## TASKS TO PERFORM
1 - In the text on bearing corrosion, which bearing internals are given as a prime example of areas that trap moisture?
2 - From the text on bearing corrosion, print the passage starting at "Contrary to popular" and ending at "prevent internal corrosion.".

## TEXT EXTRACT
Contrary to popular belief, stainless steel will corrode under severe circumstances, specifically in areas that trap moisture. Bearing internals – the rolling elements and cage – are a prime example of this. If water or cleaners enter a bearing cavity without the proper protections, rust can develop. Any internal rust will put a bearing on a path to failure.
Applications like these are when a thorough polymer fill pays dividends over the long term. By applying the polymer during the manufacturing process, it ensures complete coverage of bearing internals and lends support to seals from within. These bearings are now poised to prevent internal corrosion.
For bearings with solid lubrication applied after manufacturing, a single seal and polymer voids are liabilities when it comes to corrosion. Stainless balls and cages, if left unprotected for a long enough period, will corrode.
In applications that require so many conditions to be ideal, the best protection you can provide to a bearing are features that directly combat common causes of failure.
Stainless steel is a critical material in combating corrosion, but without additional protections, this may not be enough.
Washdowns are essential but have detrimental effects on greased bearings. Solid lubrication, when applied comprehensively, can combat these effects. In combination with two seals, oil washout is greatly reduced, the seals are supported, and internal components will be fully protected. Stainless steel will only take you so far, excellent lubrication will fill in the gaps.

## DATA LINES

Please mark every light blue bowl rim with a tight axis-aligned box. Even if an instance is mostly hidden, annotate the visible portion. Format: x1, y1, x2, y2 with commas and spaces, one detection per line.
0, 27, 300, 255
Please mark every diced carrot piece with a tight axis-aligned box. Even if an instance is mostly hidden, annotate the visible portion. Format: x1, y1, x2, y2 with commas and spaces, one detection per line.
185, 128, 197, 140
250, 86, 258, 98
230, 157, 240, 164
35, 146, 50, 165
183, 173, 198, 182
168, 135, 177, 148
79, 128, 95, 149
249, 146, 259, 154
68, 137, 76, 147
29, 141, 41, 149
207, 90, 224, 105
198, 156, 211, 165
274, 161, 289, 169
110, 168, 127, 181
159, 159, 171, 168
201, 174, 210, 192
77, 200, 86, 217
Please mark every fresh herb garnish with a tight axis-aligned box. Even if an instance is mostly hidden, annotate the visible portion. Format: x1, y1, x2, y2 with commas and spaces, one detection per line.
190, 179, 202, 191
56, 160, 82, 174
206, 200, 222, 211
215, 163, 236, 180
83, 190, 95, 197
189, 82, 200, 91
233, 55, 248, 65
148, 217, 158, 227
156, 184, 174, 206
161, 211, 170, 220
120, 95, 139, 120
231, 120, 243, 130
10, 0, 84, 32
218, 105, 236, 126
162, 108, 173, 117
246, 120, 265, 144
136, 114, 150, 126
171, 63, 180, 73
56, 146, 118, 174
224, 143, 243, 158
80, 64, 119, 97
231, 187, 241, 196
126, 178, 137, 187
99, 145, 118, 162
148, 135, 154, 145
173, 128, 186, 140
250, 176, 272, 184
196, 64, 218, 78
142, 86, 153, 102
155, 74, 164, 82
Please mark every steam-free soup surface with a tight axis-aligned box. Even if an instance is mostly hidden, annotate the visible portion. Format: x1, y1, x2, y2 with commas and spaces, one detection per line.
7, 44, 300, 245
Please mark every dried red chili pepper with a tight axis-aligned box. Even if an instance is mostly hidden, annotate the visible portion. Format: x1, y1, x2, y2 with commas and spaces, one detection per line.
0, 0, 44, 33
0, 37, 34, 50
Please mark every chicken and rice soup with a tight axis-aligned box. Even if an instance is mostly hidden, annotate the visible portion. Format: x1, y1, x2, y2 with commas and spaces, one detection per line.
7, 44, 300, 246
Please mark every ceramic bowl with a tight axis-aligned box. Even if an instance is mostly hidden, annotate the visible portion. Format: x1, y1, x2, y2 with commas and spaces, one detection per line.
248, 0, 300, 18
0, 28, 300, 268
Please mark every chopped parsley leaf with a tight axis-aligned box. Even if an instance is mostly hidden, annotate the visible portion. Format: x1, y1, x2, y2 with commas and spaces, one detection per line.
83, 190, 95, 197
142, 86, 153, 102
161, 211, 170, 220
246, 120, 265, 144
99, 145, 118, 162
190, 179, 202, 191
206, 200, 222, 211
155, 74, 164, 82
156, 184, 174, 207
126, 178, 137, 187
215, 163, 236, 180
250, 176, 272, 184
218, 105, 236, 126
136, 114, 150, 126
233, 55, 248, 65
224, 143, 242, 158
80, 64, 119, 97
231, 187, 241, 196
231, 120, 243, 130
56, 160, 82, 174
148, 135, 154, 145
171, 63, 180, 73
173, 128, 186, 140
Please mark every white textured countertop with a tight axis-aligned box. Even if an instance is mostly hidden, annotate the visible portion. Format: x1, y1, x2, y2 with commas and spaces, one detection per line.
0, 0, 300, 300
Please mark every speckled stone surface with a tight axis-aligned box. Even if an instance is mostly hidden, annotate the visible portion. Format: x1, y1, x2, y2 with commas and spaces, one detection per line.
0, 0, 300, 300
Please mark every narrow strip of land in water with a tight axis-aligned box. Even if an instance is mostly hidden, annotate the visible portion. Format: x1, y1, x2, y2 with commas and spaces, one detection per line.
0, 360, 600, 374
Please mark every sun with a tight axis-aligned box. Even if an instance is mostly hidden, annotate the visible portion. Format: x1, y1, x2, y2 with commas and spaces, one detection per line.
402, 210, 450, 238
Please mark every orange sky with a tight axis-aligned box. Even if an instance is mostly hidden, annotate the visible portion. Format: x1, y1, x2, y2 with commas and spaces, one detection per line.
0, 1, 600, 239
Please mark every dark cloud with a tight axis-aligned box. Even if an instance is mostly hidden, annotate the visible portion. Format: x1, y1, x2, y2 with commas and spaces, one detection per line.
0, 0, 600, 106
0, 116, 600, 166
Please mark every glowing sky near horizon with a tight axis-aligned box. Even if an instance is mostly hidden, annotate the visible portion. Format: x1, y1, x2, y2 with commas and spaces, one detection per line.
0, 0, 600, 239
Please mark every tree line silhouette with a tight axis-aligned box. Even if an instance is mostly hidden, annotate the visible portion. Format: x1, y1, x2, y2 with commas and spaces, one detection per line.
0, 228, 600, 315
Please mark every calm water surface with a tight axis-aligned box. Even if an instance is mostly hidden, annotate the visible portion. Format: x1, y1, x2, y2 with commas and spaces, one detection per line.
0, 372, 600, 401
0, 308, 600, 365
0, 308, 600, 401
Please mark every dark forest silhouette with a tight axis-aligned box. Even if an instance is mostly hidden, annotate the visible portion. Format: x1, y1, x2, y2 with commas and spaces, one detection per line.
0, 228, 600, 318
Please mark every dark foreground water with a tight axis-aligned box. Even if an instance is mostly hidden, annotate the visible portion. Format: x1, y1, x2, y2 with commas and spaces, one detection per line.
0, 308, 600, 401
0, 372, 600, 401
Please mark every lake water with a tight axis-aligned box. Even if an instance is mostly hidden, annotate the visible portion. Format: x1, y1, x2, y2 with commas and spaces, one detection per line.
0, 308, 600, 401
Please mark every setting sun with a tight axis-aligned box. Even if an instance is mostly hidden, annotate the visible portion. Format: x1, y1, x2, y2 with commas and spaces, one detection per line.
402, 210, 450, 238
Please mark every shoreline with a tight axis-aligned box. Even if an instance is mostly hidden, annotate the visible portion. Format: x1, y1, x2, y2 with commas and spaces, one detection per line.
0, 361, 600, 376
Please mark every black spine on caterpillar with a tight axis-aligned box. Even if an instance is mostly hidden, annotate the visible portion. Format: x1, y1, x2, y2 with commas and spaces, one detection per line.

## SOLUTIONS TO THE PROBLEMS
1 - The rolling elements and cage.

2 -
Contrary to popular belief, stainless steel will corrode under severe circumstances, specifically in areas that trap moisture. Bearing internals – the rolling elements and cage – are a prime example of this. If water or cleaners enter a bearing cavity without the proper protections, rust can develop. Any internal rust will put a bearing on a path to failure.
Applications like these are when a thorough polymer fill pays dividends over the long term. By applying the polymer during the manufacturing process, it ensures complete coverage of bearing internals and lends support to seals from within. These bearings are now poised to prevent internal corrosion.